▸ **What to work on**
Transcribe word for word the stretch of entries below, from the line containing "Habitat-census task: mark the shallow" through the final line of the entries.

**** Input data ****

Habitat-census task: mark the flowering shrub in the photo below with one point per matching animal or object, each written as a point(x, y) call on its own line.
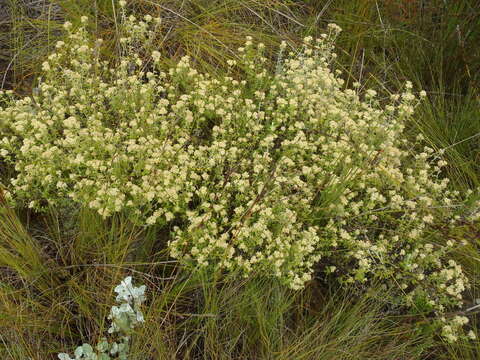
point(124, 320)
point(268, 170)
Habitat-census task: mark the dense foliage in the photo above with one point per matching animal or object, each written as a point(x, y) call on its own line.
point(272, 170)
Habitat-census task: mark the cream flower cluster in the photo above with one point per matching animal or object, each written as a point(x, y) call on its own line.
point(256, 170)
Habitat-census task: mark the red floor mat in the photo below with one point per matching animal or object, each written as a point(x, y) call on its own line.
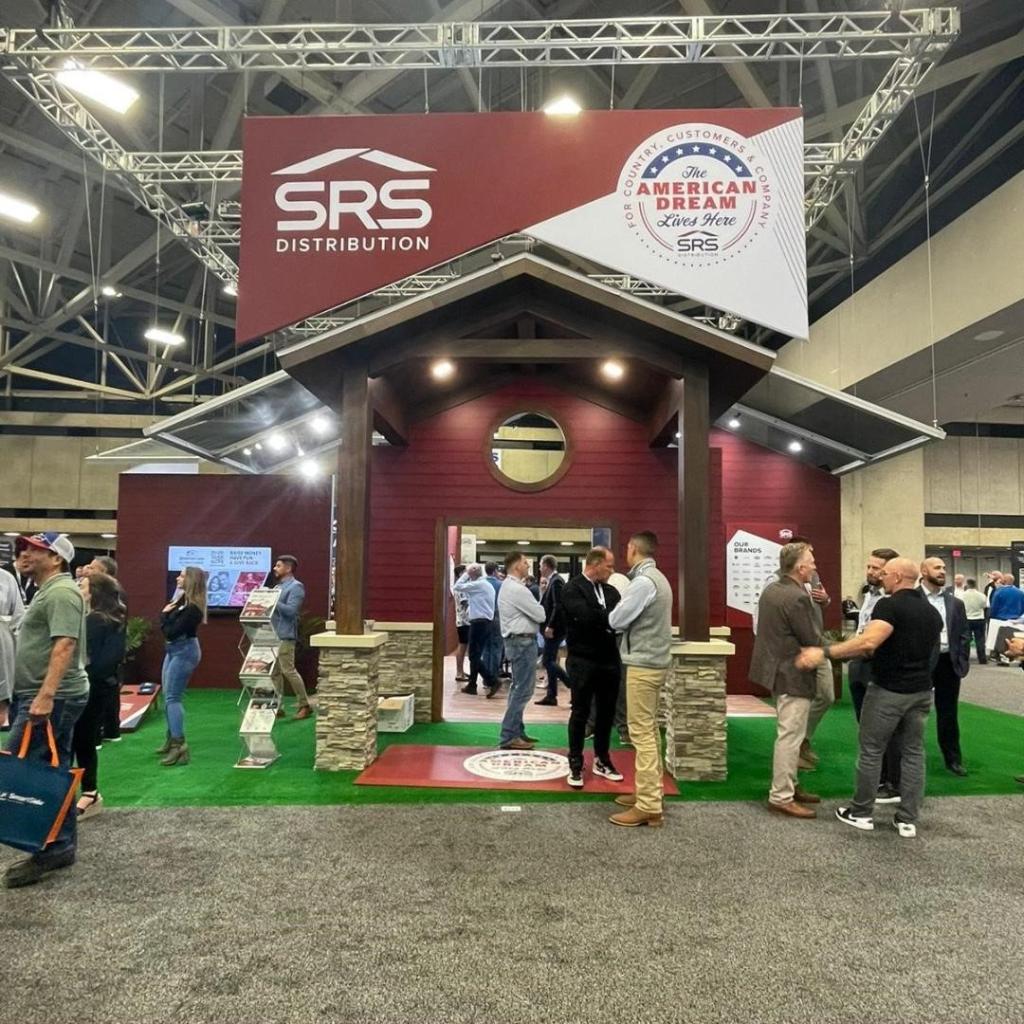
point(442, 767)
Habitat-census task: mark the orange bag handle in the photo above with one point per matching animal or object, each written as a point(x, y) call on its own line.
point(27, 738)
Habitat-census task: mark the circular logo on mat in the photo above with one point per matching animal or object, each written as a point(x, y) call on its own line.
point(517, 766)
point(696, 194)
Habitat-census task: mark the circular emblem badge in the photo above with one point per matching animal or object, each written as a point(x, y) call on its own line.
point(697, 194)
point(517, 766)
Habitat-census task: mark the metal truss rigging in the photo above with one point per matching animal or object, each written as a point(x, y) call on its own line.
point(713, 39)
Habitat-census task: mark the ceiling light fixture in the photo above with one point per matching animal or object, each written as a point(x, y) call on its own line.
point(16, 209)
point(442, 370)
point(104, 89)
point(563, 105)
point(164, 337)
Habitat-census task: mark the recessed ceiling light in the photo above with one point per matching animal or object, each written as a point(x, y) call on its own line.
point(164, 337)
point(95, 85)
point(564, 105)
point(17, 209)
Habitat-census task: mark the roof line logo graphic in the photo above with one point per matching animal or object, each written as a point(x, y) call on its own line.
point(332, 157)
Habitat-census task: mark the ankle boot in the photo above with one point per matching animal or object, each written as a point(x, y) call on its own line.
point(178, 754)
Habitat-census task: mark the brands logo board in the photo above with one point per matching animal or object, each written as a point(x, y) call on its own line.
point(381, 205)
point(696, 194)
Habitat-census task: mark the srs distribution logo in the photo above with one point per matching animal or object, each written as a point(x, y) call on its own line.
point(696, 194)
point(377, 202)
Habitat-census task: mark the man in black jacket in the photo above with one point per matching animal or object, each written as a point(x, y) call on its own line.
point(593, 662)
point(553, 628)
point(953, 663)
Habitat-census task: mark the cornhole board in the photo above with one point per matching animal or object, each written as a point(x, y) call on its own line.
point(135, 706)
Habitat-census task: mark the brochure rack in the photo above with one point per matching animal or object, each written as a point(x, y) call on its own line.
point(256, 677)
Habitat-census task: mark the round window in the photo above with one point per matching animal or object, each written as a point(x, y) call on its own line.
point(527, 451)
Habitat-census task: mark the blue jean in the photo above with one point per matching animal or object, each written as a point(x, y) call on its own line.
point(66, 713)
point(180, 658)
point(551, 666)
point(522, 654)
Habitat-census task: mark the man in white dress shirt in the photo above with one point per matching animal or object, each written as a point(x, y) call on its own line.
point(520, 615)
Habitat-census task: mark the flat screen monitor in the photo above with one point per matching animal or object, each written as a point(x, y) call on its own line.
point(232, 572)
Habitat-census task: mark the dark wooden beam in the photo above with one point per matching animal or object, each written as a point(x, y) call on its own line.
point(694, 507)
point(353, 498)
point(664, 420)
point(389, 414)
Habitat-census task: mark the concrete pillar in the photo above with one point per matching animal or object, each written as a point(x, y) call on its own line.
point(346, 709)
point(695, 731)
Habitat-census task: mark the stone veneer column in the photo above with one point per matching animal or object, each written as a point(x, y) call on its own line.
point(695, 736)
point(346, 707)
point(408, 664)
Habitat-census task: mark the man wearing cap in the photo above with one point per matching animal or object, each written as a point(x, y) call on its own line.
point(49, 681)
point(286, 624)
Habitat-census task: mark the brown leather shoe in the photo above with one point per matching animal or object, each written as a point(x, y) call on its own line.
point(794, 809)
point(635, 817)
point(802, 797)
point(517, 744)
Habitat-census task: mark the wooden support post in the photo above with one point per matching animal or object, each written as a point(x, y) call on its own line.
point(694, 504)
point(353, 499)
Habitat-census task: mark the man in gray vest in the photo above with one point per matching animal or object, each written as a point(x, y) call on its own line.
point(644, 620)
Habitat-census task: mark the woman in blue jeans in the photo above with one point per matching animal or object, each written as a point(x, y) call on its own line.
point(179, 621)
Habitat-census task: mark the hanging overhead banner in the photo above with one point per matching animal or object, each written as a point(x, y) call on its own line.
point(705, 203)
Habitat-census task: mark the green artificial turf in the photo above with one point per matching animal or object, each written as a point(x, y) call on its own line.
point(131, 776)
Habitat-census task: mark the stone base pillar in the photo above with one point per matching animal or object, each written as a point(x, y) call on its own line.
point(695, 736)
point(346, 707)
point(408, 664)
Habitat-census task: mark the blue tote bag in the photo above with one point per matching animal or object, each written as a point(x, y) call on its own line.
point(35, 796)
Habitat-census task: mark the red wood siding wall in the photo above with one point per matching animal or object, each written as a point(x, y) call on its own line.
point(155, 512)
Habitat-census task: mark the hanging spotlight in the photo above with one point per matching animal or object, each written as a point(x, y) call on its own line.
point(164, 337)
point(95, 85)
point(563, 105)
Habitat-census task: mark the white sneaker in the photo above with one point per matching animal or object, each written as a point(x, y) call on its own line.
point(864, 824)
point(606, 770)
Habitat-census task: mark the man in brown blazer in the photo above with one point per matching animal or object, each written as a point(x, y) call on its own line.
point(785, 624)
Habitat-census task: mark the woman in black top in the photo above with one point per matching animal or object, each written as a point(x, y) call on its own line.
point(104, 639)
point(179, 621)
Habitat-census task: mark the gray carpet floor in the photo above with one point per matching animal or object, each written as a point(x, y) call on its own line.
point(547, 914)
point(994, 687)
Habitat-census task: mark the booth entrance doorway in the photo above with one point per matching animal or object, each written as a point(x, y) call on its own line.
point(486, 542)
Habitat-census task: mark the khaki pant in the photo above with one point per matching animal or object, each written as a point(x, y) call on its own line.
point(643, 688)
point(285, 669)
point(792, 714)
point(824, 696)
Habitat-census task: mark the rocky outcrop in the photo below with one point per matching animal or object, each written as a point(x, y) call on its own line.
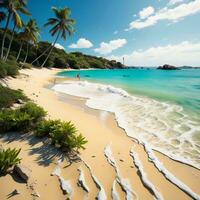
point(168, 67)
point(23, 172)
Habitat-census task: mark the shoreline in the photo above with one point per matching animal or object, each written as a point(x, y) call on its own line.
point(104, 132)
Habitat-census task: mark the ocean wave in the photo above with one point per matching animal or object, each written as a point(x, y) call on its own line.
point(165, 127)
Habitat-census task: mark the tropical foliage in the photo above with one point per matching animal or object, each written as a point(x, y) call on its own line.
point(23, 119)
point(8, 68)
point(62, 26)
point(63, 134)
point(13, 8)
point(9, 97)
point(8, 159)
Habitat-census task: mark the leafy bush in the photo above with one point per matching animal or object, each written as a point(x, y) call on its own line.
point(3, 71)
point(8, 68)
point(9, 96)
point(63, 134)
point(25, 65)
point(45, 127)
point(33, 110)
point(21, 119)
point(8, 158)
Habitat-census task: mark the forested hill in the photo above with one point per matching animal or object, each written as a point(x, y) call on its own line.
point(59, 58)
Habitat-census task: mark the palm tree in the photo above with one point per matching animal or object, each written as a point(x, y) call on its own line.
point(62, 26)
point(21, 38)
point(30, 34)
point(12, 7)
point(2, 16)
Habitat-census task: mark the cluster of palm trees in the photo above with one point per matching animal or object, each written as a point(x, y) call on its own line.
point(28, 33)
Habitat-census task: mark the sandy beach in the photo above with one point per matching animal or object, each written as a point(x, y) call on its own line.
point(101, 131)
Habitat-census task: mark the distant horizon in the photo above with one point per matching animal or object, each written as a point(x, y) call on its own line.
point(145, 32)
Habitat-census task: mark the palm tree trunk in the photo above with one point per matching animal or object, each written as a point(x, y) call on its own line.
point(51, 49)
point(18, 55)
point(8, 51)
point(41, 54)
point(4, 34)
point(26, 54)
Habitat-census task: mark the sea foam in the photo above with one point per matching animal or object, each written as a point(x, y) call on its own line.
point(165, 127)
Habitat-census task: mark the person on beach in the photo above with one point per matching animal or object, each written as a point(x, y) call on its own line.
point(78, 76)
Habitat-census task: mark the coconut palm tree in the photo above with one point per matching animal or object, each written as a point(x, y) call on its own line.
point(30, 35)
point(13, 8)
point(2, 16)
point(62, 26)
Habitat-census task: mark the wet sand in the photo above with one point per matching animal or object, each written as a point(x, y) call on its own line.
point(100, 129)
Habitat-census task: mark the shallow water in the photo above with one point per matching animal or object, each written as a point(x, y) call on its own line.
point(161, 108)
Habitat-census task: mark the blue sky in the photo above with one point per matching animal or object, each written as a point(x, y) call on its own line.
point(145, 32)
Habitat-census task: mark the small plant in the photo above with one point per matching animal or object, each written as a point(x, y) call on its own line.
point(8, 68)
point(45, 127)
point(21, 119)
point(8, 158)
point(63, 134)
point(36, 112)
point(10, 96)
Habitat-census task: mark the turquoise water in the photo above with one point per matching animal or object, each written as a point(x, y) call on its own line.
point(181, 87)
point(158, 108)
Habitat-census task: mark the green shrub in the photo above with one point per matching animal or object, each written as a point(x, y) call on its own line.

****

▸ **Reply**
Habitat-census task: mark the shallow water in the photo above with one point per matching animal or object, each written as a point(x, y) call on its own line.
point(161, 108)
Habitat-census task: mark the blue sky in the photo above with one point per matching animal or object, each written as a point(x, y) call on its own line.
point(145, 32)
Habitat-census task: mark the small plant in the photo above with one point per matching animal or object, each written as a point(x, y) call on its own line.
point(8, 68)
point(45, 127)
point(21, 119)
point(8, 158)
point(63, 134)
point(36, 112)
point(10, 96)
Habitat-census task: mark the turquoise water in the photo above with one point per matching animal or object, each written as a point(x, y) call on its own line.
point(181, 87)
point(158, 108)
Habitat-census task: mark the green shrub in the photo above with one point per matching animal or object, each written as a point(x, y) call on its own line.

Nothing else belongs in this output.